TEXT SHOWN.
══════════════════════════════

Having written about being in the service industry (see entry below), I find myself needing to explain something about this.
I am now 36 years old; I've been working in retail, one way or another, since I was 16. That's, yes, twenty years. (I'm bad at math, but good at remembering my life.) For most of those years I've been a bookseller in this college town where I live now. I've mostly been very content with this; I like the overwhelming majority of my customers, I love the books; I find some obscure pride in knowing that I'm one of those people who can sometimes connect someone with a book that really makes them happy, or helps them, or does something good for them. A book is often a better friend than a friend is. That's not a nice thing to say, I realize, but I do mean it.
So I'm very sad to report to anyone who cares, which I assume is pretty much nobody, that I've left my position as book buyer at the small independent bookstore here, the local institution where the overly degreed hang out and massage each other's egos.
I didn't leave because I have a better offer. I've left even though I've not even got one job interview lined up. You may ask, "Why? Didn't you really really want that $12/hr job you had that seems so unbelievably cool?" The answer is, If I'd been treated differently by my employers, I might. If I'd felt I was getting an ounce of professional respect from the people I work for, I would probably stay. If I'd had an office; a phone in said office; a proper email address; a filing cabinet, for Christ's sake; if I'd had a professional salary and real health care and more than 10 days vacation per year. I might have stayed.
But I didn't have, and I didn't stay.
I am tired of fighting this good fight. I believe in independent bookstores; I believe that Barnes and Noble really does dumb down the cultural dialogue which happens in bookstores and because of bookstores across this country. I believe that Borders isn't that much better.

══════════════════════════════

GIVEN MATERIAL.

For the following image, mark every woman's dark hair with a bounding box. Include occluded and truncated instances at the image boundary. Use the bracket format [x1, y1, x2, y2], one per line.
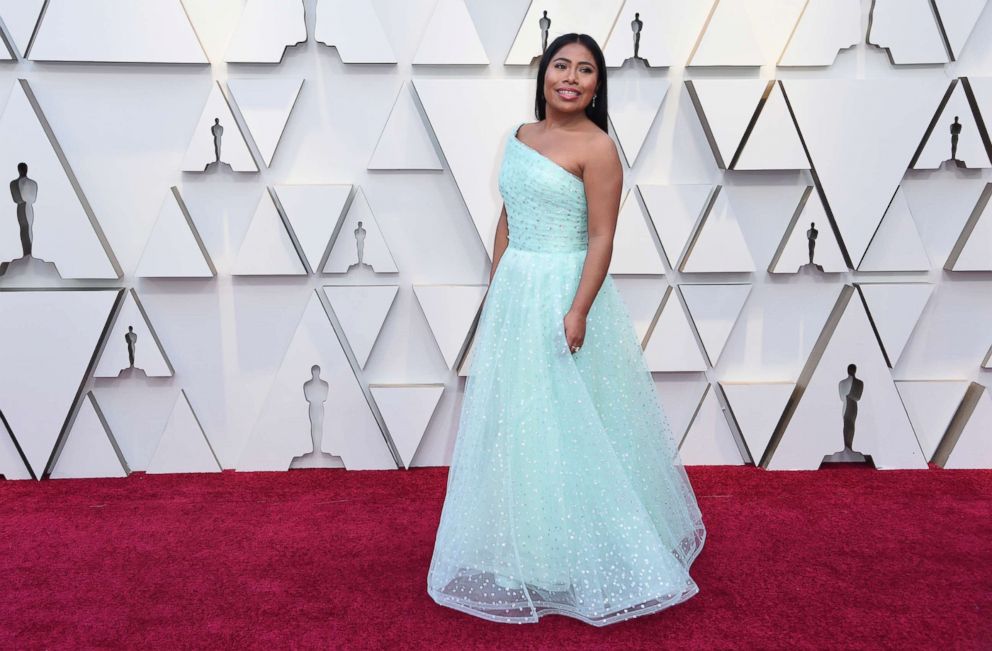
[534, 32, 609, 133]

══════════════════════════════

WORK TO COMPLETE.
From the post above about leaving the bookstore job, print the passage between "I didn't leave" and "might have stayed.", inclusive, without changing a word.

ANSWER SPACE.
I didn't leave because I have a better offer. I've left even though I've not even got one job interview lined up. You may ask, "Why? Didn't you really really want that $12/hr job you had that seems so unbelievably cool?" The answer is, If I'd been treated differently by my employers, I might. If I'd felt I was getting an ounce of professional respect from the people I work for, I would probably stay. If I'd had an office; a phone in said office; a proper email address; a filing cabinet, for Christ's sake; if I'd had a professional salary and real health care and more than 10 days vacation per year. I might have stayed.